▸ **What to work on**
1. In the guide to medical billing KPIs, what clean claim rate counts as best-in-class?
2. Repeat the part of the medical billing KPI guide starting at "The percentage of claims" and ending at "coding, or authorization.", swapping "payment" for "reimbursement".
Start of Selected excerpt
Practice Analytics

12 Medical Billing KPIs That Reveal
If Your Practice Is Leaking Revenue

Published June 2, 2026  ·  16 min read  ·  By RCMAXIS Revenue Cycle Team

Revenue cycle management produces a remarkable volume of data — and most of it goes unexamined. The average practice tracks two or three billing metrics informally: total collections, maybe a vague sense of "how many claims got denied this month," and whatever their billing software puts on the default dashboard. That is not performance management. It is financial flying blind.

The 12 KPIs in this guide give you a complete, systematic picture of your revenue cycle's health. Each one is calculable from data you already have in your practice management system, benchmarked against industry standards from MGMA and HFMA, and linked to a specific revenue leak or process failure when it falls below threshold. Taken together, they tell you exactly where your practice is losing money and by how much.

Practices that actively track fewer than 5 RCM KPIs collect an average of 11.4% less of their net collectible revenue than those tracking 10 or more.Source: HFMA 2025 Revenue Cycle Benchmarking Survey

The Complete 12-KPI Reference

1. Clean Claim Rate
Revenue Impact: Critical

The percentage of claims that pass all payer edits on first submission without rejection or denial. This is the single most important efficiency metric in your revenue cycle — it determines how much of your revenue requires rework vs. how much flows straight through to payment. Every percentage point below 98% represents claims that consume staff time, delay payment, and carry write-off risk.

≥97%
Best-in-class
90–96%
Acceptable
<90%
Investigate now
Formula
(Claims paid on first submission ÷ Total claims submitted) × 100
If below 90%: Run a claim edit analysis by denial reason code. The top 3 CARC codes driving rejections tell you exactly which process to fix — eligibility, coding, or authorization.
2. First-Pass Denial Rate
Revenue Impact: Critical

The percentage of submitted claims denied by the payer on first pass — before any appeal or correction. Industry average denial rates range from 14–17% depending on specialty. At 15%, a $300K/month practice is submitting $45,000 in claims per month that will not be paid without intervention. Each one costs an average of $25 in rework costs to resolve — if it gets resolved at all.

<4%
Best-in-class
4–10%
Monitor closely
>10%
Process failure
Formula
(Denied claims ÷ Total claims submitted) × 100
Track denial rate separately by payer. A 3% overall rate masking a 22% rate with one commercial payer is a contract or credentialing problem requiring immediate action.
3. Days in Accounts Receivable (Days in A/R)
End of Selected excerpt
Start of Record extracts
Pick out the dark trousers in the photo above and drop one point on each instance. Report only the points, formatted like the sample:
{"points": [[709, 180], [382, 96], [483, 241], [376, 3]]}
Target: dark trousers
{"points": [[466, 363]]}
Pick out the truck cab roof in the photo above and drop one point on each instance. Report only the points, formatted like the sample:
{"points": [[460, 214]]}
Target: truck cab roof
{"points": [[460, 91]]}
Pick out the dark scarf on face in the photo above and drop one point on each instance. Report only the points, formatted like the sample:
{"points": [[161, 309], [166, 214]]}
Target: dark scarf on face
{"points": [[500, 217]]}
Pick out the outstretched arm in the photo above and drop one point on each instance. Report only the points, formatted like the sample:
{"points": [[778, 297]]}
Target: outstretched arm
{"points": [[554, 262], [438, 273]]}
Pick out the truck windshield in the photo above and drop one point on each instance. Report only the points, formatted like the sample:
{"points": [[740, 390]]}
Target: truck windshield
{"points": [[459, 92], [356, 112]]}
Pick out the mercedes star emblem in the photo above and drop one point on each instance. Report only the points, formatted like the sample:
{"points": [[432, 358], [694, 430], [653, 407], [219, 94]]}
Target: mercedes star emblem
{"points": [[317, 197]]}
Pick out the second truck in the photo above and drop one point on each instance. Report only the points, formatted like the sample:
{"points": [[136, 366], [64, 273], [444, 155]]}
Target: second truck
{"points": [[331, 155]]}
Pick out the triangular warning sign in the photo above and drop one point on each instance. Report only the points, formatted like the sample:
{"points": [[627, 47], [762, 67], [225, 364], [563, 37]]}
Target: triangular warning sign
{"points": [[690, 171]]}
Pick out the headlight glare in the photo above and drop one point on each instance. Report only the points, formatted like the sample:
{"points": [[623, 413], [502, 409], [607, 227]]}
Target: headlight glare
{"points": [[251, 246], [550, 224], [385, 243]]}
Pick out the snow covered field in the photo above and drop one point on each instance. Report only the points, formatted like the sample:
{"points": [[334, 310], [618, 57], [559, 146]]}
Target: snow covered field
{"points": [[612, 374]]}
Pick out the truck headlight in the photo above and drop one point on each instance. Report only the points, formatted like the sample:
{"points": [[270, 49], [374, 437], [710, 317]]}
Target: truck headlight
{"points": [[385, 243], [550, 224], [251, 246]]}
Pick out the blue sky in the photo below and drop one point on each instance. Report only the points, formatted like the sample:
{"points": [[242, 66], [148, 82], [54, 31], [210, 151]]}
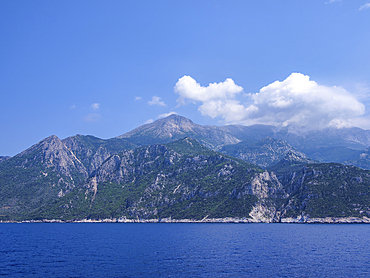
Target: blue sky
{"points": [[105, 67]]}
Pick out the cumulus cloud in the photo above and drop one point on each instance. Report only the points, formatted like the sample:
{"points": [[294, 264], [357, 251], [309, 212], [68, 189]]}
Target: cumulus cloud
{"points": [[95, 106], [189, 89], [92, 117], [157, 101], [332, 1], [296, 102], [149, 121], [365, 6], [166, 114]]}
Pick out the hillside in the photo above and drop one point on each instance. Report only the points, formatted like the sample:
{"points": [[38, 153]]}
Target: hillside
{"points": [[84, 177]]}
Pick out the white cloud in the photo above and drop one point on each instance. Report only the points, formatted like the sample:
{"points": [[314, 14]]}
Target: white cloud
{"points": [[166, 114], [332, 1], [157, 101], [92, 117], [366, 6], [95, 106], [149, 121], [189, 89], [296, 102]]}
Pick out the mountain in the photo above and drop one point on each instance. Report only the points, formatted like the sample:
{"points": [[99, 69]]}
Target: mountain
{"points": [[176, 127], [93, 151], [263, 153], [38, 175], [327, 190], [327, 145], [178, 180], [134, 177], [362, 160], [184, 180]]}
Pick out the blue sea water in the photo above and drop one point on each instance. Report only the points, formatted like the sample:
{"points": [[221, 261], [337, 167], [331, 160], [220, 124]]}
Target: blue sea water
{"points": [[184, 250]]}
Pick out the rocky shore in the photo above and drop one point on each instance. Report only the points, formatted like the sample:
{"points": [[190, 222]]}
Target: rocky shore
{"points": [[302, 220]]}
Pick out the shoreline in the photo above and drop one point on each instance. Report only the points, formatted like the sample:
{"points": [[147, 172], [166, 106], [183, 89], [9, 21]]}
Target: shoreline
{"points": [[301, 220]]}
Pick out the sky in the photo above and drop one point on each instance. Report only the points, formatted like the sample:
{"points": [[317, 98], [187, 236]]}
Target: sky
{"points": [[103, 68]]}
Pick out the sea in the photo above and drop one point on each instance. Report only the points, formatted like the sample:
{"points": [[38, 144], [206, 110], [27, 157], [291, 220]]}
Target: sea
{"points": [[184, 250]]}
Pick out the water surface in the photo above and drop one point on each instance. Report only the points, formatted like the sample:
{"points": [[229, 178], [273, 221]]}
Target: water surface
{"points": [[184, 250]]}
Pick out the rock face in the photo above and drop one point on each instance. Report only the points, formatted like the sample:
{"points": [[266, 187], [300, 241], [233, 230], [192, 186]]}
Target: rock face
{"points": [[328, 145], [264, 153], [38, 175], [176, 127], [84, 177], [362, 160], [179, 180]]}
End of Record extracts
▸ **Per-task answers**
1. 97% or higher.

2.
The percentage of claims that pass all payer edits on first submission without rejection or denial. This is the single most important efficiency metric in your revenue cycle — it determines how much of your revenue requires rework vs. how much flows straight through to reimbursement. Every percentage point below 98% represents claims that consume staff time, delay reimbursement, and carry write-off risk.

≥97%
Best-in-class
90–96%
Acceptable
<90%
Investigate now
Formula
(Claims paid on first submission ÷ Total claims submitted) × 100
If below 90%: Run a claim edit analysis by denial reason code. The top 3 CARC codes driving rejections tell you exactly which process to fix — eligibility, coding, or authorization.